§ Task details
Pick up the article on the DataForSEO SEO automation stack after its last line and carry it on in the same style.

SEO Automation Stack 2026: Built to Survive a Cron

The DataForSEO blog has a useful piece on combining their endpoints with NLP APIs to automate SEO content workflows. The API surface they describe is real. The version that survives a Monday 09:00 UTC cron, caching, rate limits, deploy gates, error replay, cost ceilings, looks meaningfully different from the demo.

This site runs the production version. The /admin/llm-mentions/ dashboard pulls real DataForSEO ai_optimization payloads on a weekly cron. The /tools/ai-citation-checker/ exposes a free DataForSEO SERP + AI Overview check to public traffic with IP rate-limiting. The 47-URL Lighthouse sweep that runs every Monday into seo_pages costs $0.30 and replaces a $40/mo PageSpeed Insights subscription. The whole pipeline was built in Claude Code over four working sessions.

Here is what that stack actually looks like, and where you decide what to automate versus what to keep human.

The five DataForSEO endpoints worth chaining

Most SEO automation that holds up in production uses some combination of these five. Not all at once, you pick by use case.

/v3/serp/google/organic/live/advanced, current top-10 organic results for a keyword + AI Overview detection. The backbone of any citation tracker.
/v3/on_page/lighthouse/live/json, full Lighthouse audit (Perf / A11y / BP / SEO + Core Web Vitals). Costs ~$0.005 per URL. Replaces PageSpeed Insights for any sweep above ~20 URLs/month.
/v3/on_page/instant_pages, page-level on-page analysis (title length, description, schema types, internal/external link counts, deprecated tags, content consistency scores). $0.001/URL. The cheapest single endpoint for content health.

§ Dataset excerpts
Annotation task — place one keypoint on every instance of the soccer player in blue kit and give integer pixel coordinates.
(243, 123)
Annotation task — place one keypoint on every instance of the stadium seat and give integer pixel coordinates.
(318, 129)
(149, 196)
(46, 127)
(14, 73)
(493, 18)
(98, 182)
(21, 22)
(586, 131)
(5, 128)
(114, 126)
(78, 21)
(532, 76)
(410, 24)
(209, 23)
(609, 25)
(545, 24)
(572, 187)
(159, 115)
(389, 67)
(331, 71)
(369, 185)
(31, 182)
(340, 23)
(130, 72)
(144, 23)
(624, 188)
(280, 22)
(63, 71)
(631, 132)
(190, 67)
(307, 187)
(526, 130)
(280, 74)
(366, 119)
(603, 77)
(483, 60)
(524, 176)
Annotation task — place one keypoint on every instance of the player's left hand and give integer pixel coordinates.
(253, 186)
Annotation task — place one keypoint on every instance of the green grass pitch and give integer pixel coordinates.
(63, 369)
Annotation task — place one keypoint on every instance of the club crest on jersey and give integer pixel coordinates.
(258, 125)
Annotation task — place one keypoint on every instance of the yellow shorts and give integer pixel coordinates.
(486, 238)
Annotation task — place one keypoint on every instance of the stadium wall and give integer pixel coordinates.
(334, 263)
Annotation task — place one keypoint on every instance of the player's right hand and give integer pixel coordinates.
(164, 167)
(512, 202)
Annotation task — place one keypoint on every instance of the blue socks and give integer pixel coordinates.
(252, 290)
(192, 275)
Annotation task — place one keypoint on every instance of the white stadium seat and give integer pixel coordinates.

§ Result
/v3/ai_optimization/{engine}/llm_responses/live, query ChatGPT / Perplexity / Gemini directly with web search enabled, get back the response text plus the citation list. ~$0.03/run. The endpoint that powers actual AI-search visibility tracking.
/v3/dataforseo_labs/google/keyword_overview, search volume, KD, intent classification, monthly trend. The keyword-data backbone. Cheap at $0.001 per keyword.

The Claude Code part, what the model actually does

Claude Code's value in this stack is not the API call itself. The call is a fetch with auth headers; any junior engineer can write it. The value sits in four places.

1. Schema parsing

DataForSEO responses are deeply nested. /v3/on_page/lighthouse/live/json returns categories at tasks[0].result[0].categories, not at items[0].categories where you would guess. /v3/ai_optimization/.../llm_responses/live returns text inside result.items[].sections[].text, two levels deeper than typical AI APIs. Gemini wraps every citation URL in vertexaisearch.cloud.google.com/grounding-api-redirect/<token> so the real source domain is in the citation title, not the URL field. Claude Code reads the actual response shape in a smoke test, debugs the mismatch, fixes the parser. The skill 'verification-before-completion' refuses to declare done until a real response is parsed correctly.

2. Cron + cache discipline

DataForSEO costs add up. The LLM mentions tracker here costs $0.03 per run × 30 prompts × 4 runs/month = $10-12/month. That works because it is weekly. Run it hourly and the cost is 168x. The pattern that survives: cron-driven writes to Supabase, public reads from cache, manual force-refresh behind a JWT gate. The Claude Code hook layer enforces this, pre-commit refuses to push code that calls a paid endpoint without rate-limit + cache headers.

3. Deploy gates

A scheduled function only fires on production main. So a tracker that writes to seo_llm_runs every Monday needs to be merged before Monday. Claude Code's session-handoff discipline catches this. Yesterday's HANDOFF doc literally says 'The Monday 09:00 UTC cron only fires once this lands on production Netlify', the merge gate is documented and enforced before the work is closed.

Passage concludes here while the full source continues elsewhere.